▶ _PASSAGE_:
=======
In my mind, the theme song for Chariots of Fire would be playing in the background while our six grand-sons competed in Olympic type activities. They would cheer each other on as each of them won bundles of gold, silver and bronze medals. There would be colorful and clever events complete with toga and torch (well, maybe not the toga. Maybe not the torch).
We would get sheep.
With thoughts and dreams of Olympic victory still dancing in their heads, the boys woke to the Olympic theme music…
and ate Olympic pancakes.
Because it was raining, we had to wait to begin outside preparations, so the boys went down to the Olympic Village and relaxed with a game of flashlight pool.
Clever, clever boys.
Because it was still raining at lunchtime, we decided to go to the movies.
You can’t muffle the Olympic spirit. Clearly these boys were ready for some athletic competition. (Is Parkour an Olympic sport)?
As we pulled into our driveway, we were met with a sight that pushed all thoughts of Olympic gold out of their collective heads.
A very large tree branch had fallen from our neighbors’ tree (thank you, Jim and Vicky, for once again providing so much input for our continuing fun).
While the tree branch provided some entertainment, Grampy raised the bar of excitement by bringing out the chain-saw.
As we (meaning they) began to clear out the brush (Jim and Vicky were away from home for a couple of days so the boys offered to help clean up the mess), Charlie asked if they could use the wood to build a fort).
Guess how we responded?
Evidently, you need to get on TOP to build an awesome fort.
It’s easier to think when you are six feet above ground.
The boys “recovered” stakes and poles from the potting shed and used rope and duct tape to create a strong frame.
Built to last.
Four sweaty, inspired, action packed hours later, the boys had built a sturdy and well constructed fort.
It provided ample shade and plenty of secret doorways. Perfect for picnics and secret meetings.
It was good.
Wasn’t this supposed to be Olympics Day?
Faced with pushing my Olympics agenda or letting the kids follow their leafy dreams, I naturally supported the boys with their fort-building.
As for Olympics Day? I told the boys that we were going to attend a baseball game in protest. Did you know that baseball was the first sport to be eliminated from the Olympics since Polo was eliminated in 1936?
America’s national past-time not part of the Olympics?
What were they thinking?
I understood the removal of Polo and even croquet and tug o’ war, but baseball?
In protest, we went to a baseball game.
We found others who shared our passion for re-admitting baseball into the Olympics.
Charlie’s expression reflects a deep concern for the future of baseball in the Olympics.
Kevin dreams of a day when baseball reigns supreme.
Carson and RJ reveal the hope that the IOC will soon “see the light”.
Ben reaches towards a future where baseball enjoys it’s rightful place in the Olympics schedule.
Cooper wants a ball.
It was a perfect night for baseball. We had a slight breeze and the temperature had dropped to around 80 degrees. Ahhhhh.
The boys had brought their mitts and waiting patiently for some balls in the “backyard” during the home run derby.
They had much better luck back at the seats. (R.J.’s first ever foul ball catch).
Not everyone was so lucky.
Fortunately, R.J.’s brother Carson also got a ball.
I don’t know if you have been to a Triple-A baseball game, but if you want to capture the feeling of baseball, grab a schedule get some tickets and get on out there.
Sit in the stands and share the joy of baseball with a few thousand other fans. Join the dizzy bat contest and cheer Miss Tomato in the condiment race. Find a home team and then cheer until you lose your voice. Grab yourself a hot dog, popcorn and a nice cold one (yep, root beer counts).
We were all engaged through the last pitch and as we headed home we all agreed that it was a perfect ending of a perfect day.
Maybe we didn’t quite get to the Olympics Day I had planned, but we wouldn’t have it any other way.
=======
[Stored data]
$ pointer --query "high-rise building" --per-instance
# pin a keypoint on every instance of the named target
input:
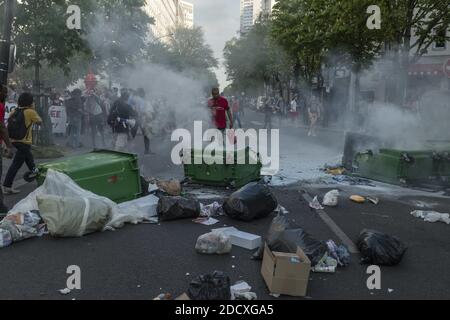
(251, 10)
(187, 10)
(167, 15)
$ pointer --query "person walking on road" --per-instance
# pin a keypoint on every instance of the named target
(314, 112)
(74, 109)
(236, 109)
(4, 137)
(20, 124)
(122, 118)
(220, 110)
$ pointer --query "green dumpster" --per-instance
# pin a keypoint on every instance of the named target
(111, 174)
(395, 166)
(245, 168)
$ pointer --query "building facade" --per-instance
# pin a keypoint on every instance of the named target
(187, 11)
(251, 10)
(167, 15)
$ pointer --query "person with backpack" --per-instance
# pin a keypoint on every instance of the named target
(4, 137)
(20, 124)
(122, 118)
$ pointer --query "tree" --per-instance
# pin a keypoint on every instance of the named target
(186, 52)
(254, 61)
(117, 34)
(414, 25)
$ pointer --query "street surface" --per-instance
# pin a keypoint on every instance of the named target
(142, 261)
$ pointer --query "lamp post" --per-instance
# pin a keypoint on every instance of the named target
(6, 41)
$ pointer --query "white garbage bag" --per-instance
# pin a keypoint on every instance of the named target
(59, 184)
(73, 217)
(432, 216)
(215, 242)
(331, 198)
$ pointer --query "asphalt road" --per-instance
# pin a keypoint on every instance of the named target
(142, 261)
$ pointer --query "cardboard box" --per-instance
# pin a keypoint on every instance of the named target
(286, 273)
(241, 239)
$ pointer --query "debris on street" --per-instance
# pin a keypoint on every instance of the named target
(215, 242)
(331, 198)
(357, 199)
(315, 204)
(173, 208)
(206, 221)
(431, 216)
(379, 248)
(241, 239)
(215, 286)
(253, 201)
(211, 210)
(286, 273)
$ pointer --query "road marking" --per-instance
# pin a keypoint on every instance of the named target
(334, 227)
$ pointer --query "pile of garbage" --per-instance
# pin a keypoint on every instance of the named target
(325, 256)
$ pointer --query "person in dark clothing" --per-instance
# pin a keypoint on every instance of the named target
(22, 144)
(4, 137)
(74, 109)
(121, 118)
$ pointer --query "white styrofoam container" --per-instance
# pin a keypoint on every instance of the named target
(241, 239)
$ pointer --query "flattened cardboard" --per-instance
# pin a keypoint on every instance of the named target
(286, 273)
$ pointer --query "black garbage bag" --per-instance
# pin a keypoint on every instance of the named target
(289, 240)
(379, 248)
(172, 208)
(278, 225)
(253, 201)
(215, 286)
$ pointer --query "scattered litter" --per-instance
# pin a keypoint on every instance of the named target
(183, 296)
(343, 179)
(215, 242)
(73, 217)
(163, 296)
(211, 210)
(172, 187)
(379, 248)
(281, 210)
(5, 238)
(331, 198)
(286, 273)
(215, 286)
(246, 296)
(315, 204)
(326, 264)
(374, 200)
(253, 201)
(431, 216)
(241, 239)
(206, 221)
(340, 253)
(65, 291)
(357, 199)
(172, 208)
(147, 205)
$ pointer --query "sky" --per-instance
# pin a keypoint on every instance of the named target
(220, 22)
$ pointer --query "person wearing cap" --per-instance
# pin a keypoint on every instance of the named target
(23, 146)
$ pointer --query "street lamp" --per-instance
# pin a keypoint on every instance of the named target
(6, 51)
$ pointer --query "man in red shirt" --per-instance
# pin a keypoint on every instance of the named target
(220, 110)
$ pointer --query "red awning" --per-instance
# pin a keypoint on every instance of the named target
(426, 70)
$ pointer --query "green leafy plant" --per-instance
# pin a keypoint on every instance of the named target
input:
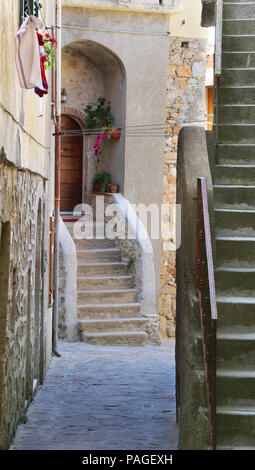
=======
▶ _WORK TASK_:
Reproduce the Olympics Day text word for word, starting with "Ben reaches towards" and going on through "foul ball catch).". This material has no connection to the Olympics Day text.

▶ _RESULT_:
Ben reaches towards a future where baseball enjoys it’s rightful place in the Olympics schedule.
Cooper wants a ball.
It was a perfect night for baseball. We had a slight breeze and the temperature had dropped to around 80 degrees. Ahhhhh.
The boys had brought their mitts and waiting patiently for some balls in the “backyard” during the home run derby.
They had much better luck back at the seats. (R.J.’s first ever foul ball catch).